**What you should do**
For the word "surface", count the lines of the data that include it and give only the total.

Recorded data:
━━━━━━━━━━
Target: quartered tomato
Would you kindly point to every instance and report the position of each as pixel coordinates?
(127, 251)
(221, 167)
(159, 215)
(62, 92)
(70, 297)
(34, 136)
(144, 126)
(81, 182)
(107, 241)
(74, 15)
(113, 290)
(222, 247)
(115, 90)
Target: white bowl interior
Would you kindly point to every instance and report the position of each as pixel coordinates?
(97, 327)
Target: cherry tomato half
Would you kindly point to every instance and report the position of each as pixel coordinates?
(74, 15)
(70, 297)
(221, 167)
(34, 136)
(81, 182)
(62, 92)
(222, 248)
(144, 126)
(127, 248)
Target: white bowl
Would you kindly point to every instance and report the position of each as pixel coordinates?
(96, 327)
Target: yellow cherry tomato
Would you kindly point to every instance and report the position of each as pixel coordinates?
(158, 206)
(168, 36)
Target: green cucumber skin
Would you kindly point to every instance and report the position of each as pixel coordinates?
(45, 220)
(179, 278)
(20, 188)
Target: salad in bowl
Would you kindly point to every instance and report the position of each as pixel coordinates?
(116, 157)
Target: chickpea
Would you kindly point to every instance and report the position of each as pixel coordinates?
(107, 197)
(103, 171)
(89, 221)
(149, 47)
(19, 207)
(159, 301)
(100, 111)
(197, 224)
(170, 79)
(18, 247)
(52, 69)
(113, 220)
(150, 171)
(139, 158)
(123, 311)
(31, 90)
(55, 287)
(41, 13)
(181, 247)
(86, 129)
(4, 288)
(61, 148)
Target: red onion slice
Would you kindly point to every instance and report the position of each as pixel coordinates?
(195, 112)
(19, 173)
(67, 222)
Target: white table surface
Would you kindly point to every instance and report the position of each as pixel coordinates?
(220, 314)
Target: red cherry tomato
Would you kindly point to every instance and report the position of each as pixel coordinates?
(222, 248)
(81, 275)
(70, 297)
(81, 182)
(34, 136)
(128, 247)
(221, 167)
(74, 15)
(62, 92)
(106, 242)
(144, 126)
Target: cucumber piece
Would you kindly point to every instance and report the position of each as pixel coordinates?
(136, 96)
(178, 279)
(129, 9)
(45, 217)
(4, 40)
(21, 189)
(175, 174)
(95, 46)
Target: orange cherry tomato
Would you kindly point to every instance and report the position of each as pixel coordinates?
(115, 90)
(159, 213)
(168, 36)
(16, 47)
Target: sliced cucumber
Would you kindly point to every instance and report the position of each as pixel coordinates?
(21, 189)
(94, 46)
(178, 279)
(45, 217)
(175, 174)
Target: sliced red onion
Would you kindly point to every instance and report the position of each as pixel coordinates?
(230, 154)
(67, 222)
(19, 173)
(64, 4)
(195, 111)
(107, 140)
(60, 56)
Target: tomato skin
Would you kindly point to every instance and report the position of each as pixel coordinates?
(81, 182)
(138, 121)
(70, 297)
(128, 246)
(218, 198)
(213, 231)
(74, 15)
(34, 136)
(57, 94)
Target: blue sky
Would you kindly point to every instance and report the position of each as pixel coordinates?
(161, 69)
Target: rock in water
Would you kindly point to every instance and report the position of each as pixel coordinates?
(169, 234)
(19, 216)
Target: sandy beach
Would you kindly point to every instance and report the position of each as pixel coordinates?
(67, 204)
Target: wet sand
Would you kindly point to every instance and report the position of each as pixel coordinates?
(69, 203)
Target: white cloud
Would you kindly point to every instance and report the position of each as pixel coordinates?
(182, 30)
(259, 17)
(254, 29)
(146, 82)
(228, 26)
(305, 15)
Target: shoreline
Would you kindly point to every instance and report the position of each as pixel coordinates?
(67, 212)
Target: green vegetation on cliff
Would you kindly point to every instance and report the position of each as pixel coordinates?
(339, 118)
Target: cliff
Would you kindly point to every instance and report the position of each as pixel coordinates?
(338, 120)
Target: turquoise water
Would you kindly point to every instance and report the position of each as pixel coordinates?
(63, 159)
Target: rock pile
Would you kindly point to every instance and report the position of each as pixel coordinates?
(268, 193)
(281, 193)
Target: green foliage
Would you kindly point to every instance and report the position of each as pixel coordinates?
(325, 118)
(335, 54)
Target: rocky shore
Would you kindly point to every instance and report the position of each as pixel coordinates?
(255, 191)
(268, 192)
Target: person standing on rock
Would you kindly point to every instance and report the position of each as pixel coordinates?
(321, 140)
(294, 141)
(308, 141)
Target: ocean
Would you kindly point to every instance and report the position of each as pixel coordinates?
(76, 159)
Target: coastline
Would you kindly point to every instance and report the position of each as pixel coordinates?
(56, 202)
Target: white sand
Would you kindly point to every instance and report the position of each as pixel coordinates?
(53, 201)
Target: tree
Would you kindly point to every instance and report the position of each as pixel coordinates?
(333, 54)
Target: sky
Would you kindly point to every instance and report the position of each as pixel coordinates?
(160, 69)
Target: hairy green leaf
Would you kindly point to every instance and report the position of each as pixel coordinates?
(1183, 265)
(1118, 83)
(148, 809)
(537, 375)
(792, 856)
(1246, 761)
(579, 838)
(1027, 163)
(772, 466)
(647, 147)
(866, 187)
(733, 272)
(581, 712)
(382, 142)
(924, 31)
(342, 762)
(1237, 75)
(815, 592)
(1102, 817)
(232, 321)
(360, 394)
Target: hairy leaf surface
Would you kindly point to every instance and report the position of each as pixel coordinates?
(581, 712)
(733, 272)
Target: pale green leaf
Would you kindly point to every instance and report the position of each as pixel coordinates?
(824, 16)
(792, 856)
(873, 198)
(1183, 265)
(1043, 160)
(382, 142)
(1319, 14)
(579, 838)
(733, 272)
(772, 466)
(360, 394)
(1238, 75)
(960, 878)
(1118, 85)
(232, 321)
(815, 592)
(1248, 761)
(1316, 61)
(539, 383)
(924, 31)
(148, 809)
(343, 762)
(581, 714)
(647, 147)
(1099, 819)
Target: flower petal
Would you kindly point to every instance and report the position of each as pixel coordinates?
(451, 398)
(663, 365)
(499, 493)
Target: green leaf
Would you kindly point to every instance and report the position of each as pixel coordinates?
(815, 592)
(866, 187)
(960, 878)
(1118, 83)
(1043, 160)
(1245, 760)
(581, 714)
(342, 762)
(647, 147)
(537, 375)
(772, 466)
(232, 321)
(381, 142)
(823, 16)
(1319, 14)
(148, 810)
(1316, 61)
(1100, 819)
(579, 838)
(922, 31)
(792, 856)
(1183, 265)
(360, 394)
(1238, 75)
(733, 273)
━━━━━━━━━━
**Result of this exercise**
2